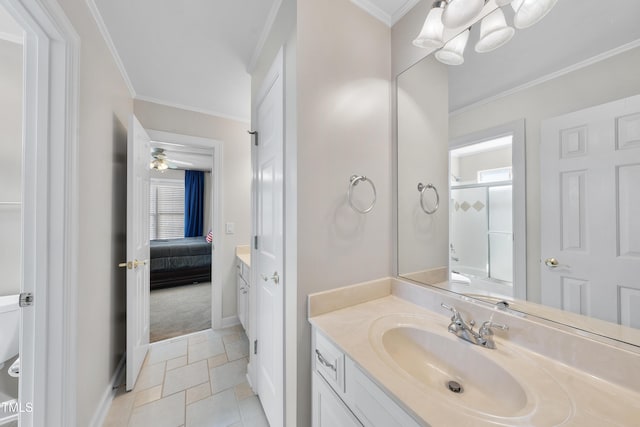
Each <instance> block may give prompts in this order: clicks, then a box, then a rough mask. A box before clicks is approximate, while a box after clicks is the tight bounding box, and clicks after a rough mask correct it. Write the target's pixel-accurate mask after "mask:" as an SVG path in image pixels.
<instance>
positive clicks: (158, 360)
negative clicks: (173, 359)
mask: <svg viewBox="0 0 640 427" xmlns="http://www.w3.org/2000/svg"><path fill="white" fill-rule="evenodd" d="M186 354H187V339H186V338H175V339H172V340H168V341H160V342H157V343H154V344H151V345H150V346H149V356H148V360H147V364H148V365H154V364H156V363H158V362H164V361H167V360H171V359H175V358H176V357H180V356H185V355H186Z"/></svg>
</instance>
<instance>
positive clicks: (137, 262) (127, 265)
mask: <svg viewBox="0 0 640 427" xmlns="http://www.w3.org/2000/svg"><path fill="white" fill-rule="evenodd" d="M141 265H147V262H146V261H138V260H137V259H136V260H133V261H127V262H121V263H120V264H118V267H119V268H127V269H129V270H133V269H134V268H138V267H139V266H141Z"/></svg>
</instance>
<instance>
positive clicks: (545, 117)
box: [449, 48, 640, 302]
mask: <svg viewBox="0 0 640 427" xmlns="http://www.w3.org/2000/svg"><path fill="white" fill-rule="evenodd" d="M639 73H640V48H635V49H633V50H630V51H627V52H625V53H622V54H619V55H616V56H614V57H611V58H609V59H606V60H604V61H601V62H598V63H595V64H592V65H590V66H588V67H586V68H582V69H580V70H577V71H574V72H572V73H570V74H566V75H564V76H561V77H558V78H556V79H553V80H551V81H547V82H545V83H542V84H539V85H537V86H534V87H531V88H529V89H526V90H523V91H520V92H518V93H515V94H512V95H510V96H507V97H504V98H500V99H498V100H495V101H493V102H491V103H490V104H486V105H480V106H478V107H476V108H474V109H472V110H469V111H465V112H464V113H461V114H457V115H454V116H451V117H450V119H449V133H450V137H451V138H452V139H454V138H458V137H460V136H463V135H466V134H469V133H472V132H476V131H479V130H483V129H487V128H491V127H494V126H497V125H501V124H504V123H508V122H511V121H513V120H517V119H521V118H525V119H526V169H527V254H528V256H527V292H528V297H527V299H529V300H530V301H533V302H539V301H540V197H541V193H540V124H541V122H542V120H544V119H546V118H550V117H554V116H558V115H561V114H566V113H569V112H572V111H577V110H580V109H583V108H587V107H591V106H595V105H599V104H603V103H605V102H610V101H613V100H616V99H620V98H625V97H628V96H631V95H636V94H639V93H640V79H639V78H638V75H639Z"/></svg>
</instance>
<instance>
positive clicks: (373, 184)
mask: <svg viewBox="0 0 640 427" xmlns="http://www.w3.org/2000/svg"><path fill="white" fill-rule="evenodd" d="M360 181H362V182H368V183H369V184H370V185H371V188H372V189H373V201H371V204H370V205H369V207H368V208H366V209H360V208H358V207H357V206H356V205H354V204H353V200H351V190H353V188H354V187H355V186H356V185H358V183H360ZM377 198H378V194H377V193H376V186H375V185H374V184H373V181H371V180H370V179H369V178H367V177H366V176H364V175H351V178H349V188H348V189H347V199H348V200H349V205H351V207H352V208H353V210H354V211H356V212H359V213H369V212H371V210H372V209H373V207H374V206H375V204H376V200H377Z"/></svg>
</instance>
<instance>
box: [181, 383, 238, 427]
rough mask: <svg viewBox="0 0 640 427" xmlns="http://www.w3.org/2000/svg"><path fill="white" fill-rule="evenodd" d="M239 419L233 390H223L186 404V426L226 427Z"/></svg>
____
■ Task goal ■
All of the listing is to be written out exactly, with the pictures left out.

■ Solution to the problem ■
Each <instance> block may give prompts in this order: clicks, then a box, then a rough mask. A box before clicks is approximate, while a box after clicks is the tight bounding box, and clicks after a rough mask correct it. Write the target's pixel-accurate mask after "mask:" as an SVG path in image pixels.
<instance>
positive clicks: (158, 360)
negative clicks: (173, 359)
mask: <svg viewBox="0 0 640 427" xmlns="http://www.w3.org/2000/svg"><path fill="white" fill-rule="evenodd" d="M186 354H187V339H186V338H175V339H172V340H168V341H160V342H157V343H154V344H151V345H150V346H149V356H148V360H147V364H148V365H154V364H156V363H158V362H164V361H167V360H171V359H175V358H176V357H180V356H185V355H186Z"/></svg>
</instance>
<instance>
positive clicks: (137, 262) (127, 265)
mask: <svg viewBox="0 0 640 427" xmlns="http://www.w3.org/2000/svg"><path fill="white" fill-rule="evenodd" d="M141 265H147V262H146V261H138V260H137V259H136V260H133V261H127V262H121V263H120V264H118V267H119V268H127V269H129V270H133V269H134V268H138V267H139V266H141Z"/></svg>
</instance>
<instance>
positive clicks: (545, 117)
box: [449, 48, 640, 302]
mask: <svg viewBox="0 0 640 427" xmlns="http://www.w3.org/2000/svg"><path fill="white" fill-rule="evenodd" d="M639 73H640V48H635V49H633V50H630V51H627V52H625V53H622V54H619V55H616V56H614V57H611V58H609V59H606V60H604V61H601V62H598V63H595V64H592V65H590V66H588V67H586V68H582V69H580V70H577V71H574V72H572V73H570V74H566V75H564V76H561V77H558V78H556V79H553V80H551V81H547V82H545V83H542V84H539V85H537V86H534V87H531V88H529V89H526V90H523V91H520V92H518V93H515V94H512V95H510V96H507V97H504V98H500V99H498V100H495V101H493V102H491V103H490V104H486V105H480V106H478V107H476V108H474V109H472V110H469V111H465V112H464V113H461V114H457V115H454V116H451V117H450V119H449V133H450V137H451V138H452V139H454V138H458V137H460V136H463V135H466V134H469V133H472V132H476V131H479V130H483V129H487V128H491V127H494V126H497V125H501V124H504V123H508V122H511V121H513V120H517V119H521V118H525V119H526V169H527V254H528V256H527V292H528V297H527V299H529V300H530V301H533V302H539V301H540V197H541V193H540V124H541V122H542V120H544V119H546V118H550V117H554V116H558V115H561V114H566V113H569V112H572V111H577V110H580V109H583V108H587V107H591V106H595V105H599V104H603V103H605V102H610V101H613V100H616V99H620V98H625V97H628V96H631V95H636V94H639V93H640V79H639V78H638V75H639Z"/></svg>
</instance>
<instance>
positive clicks: (373, 184)
mask: <svg viewBox="0 0 640 427" xmlns="http://www.w3.org/2000/svg"><path fill="white" fill-rule="evenodd" d="M360 181H362V182H368V183H369V184H370V185H371V188H372V189H373V201H371V204H370V205H369V207H368V208H366V209H360V208H358V207H357V206H356V205H354V204H353V200H351V190H353V188H354V187H355V186H356V185H358V183H360ZM377 198H378V194H377V193H376V186H375V185H374V184H373V181H371V180H370V179H369V178H367V177H366V176H364V175H351V178H349V188H348V189H347V199H348V200H349V205H351V207H352V208H353V210H354V211H356V212H359V213H369V212H371V210H372V209H373V207H374V206H375V204H376V200H377Z"/></svg>
</instance>
<instance>
box: [181, 383, 238, 427]
rough mask: <svg viewBox="0 0 640 427" xmlns="http://www.w3.org/2000/svg"><path fill="white" fill-rule="evenodd" d="M239 419L233 390H223L186 404V426L226 427Z"/></svg>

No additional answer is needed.